▸ WORK ORDER: The output is to match the entries below character for character.

Natural-language object grounding data:
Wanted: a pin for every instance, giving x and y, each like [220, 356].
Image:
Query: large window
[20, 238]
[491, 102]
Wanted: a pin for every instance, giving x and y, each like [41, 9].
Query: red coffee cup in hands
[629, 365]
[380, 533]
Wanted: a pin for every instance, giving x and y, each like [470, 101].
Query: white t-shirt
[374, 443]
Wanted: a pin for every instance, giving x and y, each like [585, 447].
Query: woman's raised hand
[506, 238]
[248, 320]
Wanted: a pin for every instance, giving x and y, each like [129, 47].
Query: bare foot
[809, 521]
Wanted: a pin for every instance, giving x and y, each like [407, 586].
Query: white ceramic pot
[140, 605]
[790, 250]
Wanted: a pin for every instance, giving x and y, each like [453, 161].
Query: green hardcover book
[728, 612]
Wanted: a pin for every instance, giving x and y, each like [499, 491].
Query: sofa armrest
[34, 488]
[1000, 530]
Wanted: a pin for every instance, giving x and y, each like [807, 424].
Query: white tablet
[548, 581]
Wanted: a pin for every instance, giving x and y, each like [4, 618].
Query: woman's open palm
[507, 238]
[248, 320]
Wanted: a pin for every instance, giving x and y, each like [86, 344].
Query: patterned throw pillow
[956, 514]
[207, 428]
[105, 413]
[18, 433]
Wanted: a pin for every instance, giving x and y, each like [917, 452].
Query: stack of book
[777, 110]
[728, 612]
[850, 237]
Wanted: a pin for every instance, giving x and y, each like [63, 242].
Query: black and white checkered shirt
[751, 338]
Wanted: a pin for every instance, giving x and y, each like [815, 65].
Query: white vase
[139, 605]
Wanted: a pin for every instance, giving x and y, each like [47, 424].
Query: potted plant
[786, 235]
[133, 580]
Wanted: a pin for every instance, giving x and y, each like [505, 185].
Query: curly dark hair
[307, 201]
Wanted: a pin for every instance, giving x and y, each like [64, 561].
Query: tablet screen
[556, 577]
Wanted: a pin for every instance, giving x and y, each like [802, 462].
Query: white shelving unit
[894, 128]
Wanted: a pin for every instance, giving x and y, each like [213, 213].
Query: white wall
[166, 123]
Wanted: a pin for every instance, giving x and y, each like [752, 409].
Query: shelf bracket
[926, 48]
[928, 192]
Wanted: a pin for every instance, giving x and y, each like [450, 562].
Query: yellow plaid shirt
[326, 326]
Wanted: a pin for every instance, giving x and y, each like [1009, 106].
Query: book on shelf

▸ ANSWER TO THIS PROBLEM:
Wanted: a pin for every instance, giving x and y, each like [220, 356].
Image:
Query: large window
[20, 238]
[491, 102]
Wanted: a pin for every instance, giving x and y, each like [41, 9].
Query: red coffee cup in hands
[629, 365]
[380, 533]
Wanted: a pin for every instance, giving x and y, each like [470, 101].
Query: white t-shirt
[374, 443]
Wanted: a pin for every instance, giving x and y, each like [585, 447].
Query: woman's raised hand
[506, 238]
[248, 320]
Wanted: a pin for every instance, giving x and y, each like [129, 47].
Query: bare foot
[809, 521]
Wanted: a pin for every instance, giving x and y, each like [407, 586].
Query: white ceramic pot
[140, 605]
[790, 250]
Wanted: a pin for every instance, giving x and y, each like [453, 161].
Query: green hardcover book
[728, 612]
Wanted: a pin for every instance, giving x and y, each like [499, 491].
Query: sofa armrest
[34, 488]
[1000, 530]
Wanted: a pin for every instance, giving x and y, each like [807, 424].
Query: white tablet
[548, 581]
Wanted: a pin for every instance, giving x and y, each like [4, 618].
Query: woman's open palm
[507, 238]
[248, 320]
Wanted: a pin for every instance, giving x and y, each like [86, 344].
Query: patterned throw pillow
[956, 514]
[207, 428]
[105, 413]
[18, 433]
Wanted: a pin for every instance, giving x and y, each like [917, 452].
Query: stack of book
[777, 110]
[728, 612]
[850, 237]
Wanted: a pin for every instance, giving x and y, each like [63, 242].
Query: black and white checkered shirt
[751, 338]
Wanted: a pin for every instance, giving x and y, each like [815, 65].
Query: white vase
[139, 605]
Wanted: a pin for every instance, giving x and y, each like [47, 424].
Query: potted plant
[786, 235]
[133, 580]
Wanted: a pin for every instance, giving x and y, each like [505, 185].
Query: curly dark hair
[307, 201]
Wanted: a pin for every instance, giving x and y, each like [64, 561].
Query: tablet screen
[556, 577]
Wanted: a pin for every instance, giving x and y, each like [802, 462].
Query: white shelving unit
[894, 128]
Wanted: a pin for every instance, giving x and y, each like [213, 213].
Query: white wall
[166, 123]
Wanted: a pin for every instance, giving x and y, each like [752, 409].
Query: shelf bracket
[926, 48]
[928, 192]
Wanted: a pin for every instance, giving x and y, each like [450, 562].
Query: yellow plaid shirt
[326, 326]
Wanted: a pin for every instance, giving x and y, each like [1009, 106].
Query: book on shelf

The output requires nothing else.